**Data extract**
______

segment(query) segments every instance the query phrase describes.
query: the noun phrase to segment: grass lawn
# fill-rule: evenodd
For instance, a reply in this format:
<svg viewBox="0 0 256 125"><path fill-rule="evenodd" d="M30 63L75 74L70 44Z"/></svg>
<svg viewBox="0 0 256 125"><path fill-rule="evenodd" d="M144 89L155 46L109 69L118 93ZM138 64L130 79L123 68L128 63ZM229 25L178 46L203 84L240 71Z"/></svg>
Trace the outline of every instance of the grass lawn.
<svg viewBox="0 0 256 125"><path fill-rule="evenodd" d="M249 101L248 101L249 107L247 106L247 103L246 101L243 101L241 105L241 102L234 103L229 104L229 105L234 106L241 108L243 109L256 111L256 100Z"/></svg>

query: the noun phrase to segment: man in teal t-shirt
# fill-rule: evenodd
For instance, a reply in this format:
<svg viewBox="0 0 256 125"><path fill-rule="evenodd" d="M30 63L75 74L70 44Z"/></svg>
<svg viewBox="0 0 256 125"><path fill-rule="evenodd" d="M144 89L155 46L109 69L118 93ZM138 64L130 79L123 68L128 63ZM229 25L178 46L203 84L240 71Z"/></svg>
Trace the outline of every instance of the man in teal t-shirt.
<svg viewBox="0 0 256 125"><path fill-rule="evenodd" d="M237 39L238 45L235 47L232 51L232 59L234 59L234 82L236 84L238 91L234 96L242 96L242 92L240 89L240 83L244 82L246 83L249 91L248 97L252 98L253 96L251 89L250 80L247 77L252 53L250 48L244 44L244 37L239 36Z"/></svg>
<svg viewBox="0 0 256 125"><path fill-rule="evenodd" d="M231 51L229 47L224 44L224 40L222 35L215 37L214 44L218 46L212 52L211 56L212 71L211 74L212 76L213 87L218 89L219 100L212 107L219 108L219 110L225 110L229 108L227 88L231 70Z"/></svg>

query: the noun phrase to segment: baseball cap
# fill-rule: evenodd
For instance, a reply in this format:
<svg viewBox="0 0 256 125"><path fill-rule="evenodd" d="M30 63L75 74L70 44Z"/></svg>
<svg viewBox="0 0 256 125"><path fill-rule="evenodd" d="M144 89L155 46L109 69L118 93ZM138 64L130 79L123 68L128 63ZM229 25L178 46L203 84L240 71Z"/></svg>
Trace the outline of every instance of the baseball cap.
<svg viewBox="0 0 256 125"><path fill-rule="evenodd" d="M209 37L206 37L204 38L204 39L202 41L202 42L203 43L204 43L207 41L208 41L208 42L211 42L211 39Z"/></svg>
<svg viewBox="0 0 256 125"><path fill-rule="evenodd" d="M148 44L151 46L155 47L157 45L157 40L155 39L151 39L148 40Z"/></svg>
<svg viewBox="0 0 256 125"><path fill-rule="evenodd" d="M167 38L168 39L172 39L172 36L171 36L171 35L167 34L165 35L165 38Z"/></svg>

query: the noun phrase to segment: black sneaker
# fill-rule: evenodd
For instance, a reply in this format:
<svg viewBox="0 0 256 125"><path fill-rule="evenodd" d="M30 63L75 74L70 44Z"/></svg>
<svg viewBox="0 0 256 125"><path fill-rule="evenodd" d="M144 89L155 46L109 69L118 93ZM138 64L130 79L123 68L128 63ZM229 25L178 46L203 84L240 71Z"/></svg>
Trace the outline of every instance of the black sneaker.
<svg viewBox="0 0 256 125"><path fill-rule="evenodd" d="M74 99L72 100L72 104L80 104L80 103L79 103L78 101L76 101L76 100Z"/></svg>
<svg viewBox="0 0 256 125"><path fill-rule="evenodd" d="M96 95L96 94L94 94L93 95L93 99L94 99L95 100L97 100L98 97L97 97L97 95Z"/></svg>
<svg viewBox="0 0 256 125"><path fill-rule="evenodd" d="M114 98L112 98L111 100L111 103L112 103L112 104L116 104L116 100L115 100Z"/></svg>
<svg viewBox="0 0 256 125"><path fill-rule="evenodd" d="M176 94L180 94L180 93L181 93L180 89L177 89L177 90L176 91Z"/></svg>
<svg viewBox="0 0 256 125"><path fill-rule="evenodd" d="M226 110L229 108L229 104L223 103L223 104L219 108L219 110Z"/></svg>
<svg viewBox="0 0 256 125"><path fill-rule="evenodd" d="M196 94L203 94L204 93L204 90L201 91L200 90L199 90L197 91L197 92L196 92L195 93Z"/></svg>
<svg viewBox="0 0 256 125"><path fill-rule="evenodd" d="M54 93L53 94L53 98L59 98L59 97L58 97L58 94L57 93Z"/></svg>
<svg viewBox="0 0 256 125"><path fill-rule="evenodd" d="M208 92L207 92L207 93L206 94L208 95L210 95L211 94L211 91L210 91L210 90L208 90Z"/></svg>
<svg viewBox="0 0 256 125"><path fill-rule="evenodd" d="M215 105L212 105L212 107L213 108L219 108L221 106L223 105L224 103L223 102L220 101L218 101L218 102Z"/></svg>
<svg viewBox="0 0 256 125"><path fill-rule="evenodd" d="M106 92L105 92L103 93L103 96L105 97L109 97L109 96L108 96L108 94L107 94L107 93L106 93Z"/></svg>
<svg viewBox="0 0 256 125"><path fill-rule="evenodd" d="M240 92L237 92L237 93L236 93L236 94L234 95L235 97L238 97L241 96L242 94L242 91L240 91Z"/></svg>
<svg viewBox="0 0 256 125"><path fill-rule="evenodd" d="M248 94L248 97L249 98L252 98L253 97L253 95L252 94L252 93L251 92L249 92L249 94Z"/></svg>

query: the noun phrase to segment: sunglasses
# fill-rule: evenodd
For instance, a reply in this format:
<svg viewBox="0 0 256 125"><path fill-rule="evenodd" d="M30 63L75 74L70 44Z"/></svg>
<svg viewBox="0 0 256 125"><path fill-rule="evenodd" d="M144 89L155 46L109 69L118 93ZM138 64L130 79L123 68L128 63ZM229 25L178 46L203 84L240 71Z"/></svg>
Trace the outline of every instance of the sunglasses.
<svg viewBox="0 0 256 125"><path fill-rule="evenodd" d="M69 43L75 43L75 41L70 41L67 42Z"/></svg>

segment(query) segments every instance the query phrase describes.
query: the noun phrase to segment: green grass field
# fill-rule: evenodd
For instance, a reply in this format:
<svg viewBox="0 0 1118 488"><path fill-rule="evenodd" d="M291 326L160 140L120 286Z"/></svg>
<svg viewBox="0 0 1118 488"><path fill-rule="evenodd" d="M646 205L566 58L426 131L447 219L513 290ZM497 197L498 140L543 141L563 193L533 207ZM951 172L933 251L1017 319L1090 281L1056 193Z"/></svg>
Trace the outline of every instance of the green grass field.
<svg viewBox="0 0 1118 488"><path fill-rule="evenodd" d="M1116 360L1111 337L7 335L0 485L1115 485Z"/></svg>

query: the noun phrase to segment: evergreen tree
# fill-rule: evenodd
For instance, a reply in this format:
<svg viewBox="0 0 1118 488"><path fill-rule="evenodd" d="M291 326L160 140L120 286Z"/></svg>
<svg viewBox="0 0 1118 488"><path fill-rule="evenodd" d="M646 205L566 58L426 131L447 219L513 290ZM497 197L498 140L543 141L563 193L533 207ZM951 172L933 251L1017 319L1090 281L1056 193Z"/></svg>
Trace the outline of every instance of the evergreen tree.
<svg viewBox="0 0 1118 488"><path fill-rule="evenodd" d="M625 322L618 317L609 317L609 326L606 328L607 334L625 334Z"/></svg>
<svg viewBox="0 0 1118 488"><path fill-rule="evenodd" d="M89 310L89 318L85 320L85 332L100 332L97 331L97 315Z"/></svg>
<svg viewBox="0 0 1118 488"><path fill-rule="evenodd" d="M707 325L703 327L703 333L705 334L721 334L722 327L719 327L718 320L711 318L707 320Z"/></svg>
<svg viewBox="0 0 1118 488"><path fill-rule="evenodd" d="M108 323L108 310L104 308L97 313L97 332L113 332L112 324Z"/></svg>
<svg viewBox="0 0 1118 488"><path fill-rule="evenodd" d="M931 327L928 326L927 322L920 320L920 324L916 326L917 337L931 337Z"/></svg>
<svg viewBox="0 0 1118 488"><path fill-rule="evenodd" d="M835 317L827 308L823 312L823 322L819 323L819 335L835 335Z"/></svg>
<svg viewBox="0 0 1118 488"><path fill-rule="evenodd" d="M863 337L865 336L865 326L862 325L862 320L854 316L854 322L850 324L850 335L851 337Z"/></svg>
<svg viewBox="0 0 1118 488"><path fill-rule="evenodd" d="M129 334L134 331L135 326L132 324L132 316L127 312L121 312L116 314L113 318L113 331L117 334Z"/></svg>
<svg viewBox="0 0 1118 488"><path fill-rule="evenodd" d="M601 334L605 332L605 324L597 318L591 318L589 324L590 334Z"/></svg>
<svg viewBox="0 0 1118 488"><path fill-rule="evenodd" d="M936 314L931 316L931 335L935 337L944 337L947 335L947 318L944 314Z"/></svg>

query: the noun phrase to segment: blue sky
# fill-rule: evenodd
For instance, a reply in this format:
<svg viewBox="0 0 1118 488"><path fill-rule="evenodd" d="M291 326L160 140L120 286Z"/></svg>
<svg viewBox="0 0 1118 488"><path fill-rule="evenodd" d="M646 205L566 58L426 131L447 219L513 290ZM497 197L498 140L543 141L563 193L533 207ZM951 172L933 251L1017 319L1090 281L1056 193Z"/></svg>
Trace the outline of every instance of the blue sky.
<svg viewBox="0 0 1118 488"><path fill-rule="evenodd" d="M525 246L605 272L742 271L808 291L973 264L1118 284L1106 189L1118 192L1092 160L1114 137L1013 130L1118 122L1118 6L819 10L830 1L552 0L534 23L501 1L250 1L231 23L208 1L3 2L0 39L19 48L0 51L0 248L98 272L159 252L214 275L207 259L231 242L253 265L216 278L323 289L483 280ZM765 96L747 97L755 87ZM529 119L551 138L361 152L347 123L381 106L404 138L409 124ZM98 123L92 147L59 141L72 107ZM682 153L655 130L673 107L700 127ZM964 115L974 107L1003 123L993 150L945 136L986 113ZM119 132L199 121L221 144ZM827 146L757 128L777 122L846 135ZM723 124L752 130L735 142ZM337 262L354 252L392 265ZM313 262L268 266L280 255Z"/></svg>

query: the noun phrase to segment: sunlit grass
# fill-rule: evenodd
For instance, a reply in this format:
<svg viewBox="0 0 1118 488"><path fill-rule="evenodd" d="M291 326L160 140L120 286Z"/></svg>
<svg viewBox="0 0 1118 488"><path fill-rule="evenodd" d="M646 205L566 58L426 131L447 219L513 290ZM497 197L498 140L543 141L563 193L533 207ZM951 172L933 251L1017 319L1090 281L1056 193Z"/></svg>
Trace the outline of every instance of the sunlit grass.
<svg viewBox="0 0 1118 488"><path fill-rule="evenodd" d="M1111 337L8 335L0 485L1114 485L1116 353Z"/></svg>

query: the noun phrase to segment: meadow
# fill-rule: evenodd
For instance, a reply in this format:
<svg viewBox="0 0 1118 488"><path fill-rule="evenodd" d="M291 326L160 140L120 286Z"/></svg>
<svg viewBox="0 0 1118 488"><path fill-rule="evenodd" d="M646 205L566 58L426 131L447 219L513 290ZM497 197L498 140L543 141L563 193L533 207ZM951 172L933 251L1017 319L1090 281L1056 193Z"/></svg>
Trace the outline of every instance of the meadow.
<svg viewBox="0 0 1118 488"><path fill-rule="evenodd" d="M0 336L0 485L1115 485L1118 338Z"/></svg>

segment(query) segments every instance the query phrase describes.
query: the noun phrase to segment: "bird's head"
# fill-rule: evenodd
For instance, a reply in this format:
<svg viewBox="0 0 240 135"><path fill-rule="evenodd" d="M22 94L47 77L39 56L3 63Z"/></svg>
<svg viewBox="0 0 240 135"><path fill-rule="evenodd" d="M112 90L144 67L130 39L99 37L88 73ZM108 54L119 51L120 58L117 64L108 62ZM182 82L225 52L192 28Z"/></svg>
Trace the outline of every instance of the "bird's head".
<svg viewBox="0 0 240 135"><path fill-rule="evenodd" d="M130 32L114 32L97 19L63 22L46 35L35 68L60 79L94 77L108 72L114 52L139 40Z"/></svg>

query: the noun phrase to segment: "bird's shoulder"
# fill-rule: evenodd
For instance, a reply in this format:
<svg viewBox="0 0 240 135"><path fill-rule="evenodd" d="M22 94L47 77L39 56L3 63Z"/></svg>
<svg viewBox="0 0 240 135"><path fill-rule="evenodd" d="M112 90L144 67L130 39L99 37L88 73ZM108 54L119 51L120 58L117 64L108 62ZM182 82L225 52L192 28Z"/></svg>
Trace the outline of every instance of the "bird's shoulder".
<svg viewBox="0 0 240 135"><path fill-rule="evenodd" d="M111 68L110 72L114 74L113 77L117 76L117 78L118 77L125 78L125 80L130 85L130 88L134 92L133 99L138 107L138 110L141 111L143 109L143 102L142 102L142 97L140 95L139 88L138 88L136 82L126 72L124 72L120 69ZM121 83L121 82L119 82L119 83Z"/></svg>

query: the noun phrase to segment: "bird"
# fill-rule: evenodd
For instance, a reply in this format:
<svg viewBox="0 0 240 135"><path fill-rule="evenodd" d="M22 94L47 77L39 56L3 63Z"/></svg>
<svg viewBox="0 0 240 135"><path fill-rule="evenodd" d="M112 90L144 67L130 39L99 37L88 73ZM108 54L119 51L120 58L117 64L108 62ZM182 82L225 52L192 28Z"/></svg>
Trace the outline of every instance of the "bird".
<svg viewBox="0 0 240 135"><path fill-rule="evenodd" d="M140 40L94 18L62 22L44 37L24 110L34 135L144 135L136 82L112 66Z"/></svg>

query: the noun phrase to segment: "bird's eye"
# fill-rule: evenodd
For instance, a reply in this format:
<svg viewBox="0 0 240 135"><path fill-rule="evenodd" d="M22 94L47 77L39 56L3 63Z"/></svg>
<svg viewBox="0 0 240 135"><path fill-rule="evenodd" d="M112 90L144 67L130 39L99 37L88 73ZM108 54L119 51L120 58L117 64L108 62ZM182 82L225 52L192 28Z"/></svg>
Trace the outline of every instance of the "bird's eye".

______

**What to produce**
Rewrite the stretch of rows from the line containing "query: the noun phrase to segment: sunglasses" through the line containing "43L75 43L75 41L70" as a numbered list, dropping any blank lines.

**The result**
1. query: the noun phrase to segment: sunglasses
2. # fill-rule: evenodd
3. For instance, a reply in this format:
4. <svg viewBox="0 0 256 125"><path fill-rule="evenodd" d="M30 63L75 74L70 44Z"/></svg>
5. <svg viewBox="0 0 256 125"><path fill-rule="evenodd" d="M144 89L155 46L109 69L118 93ZM138 64L130 79L123 68L128 63ZM229 25L178 46L203 84L240 71Z"/></svg>
6. Trace the outline of every instance of the sunglasses.
7. <svg viewBox="0 0 256 125"><path fill-rule="evenodd" d="M69 43L75 43L75 41L70 41L67 42Z"/></svg>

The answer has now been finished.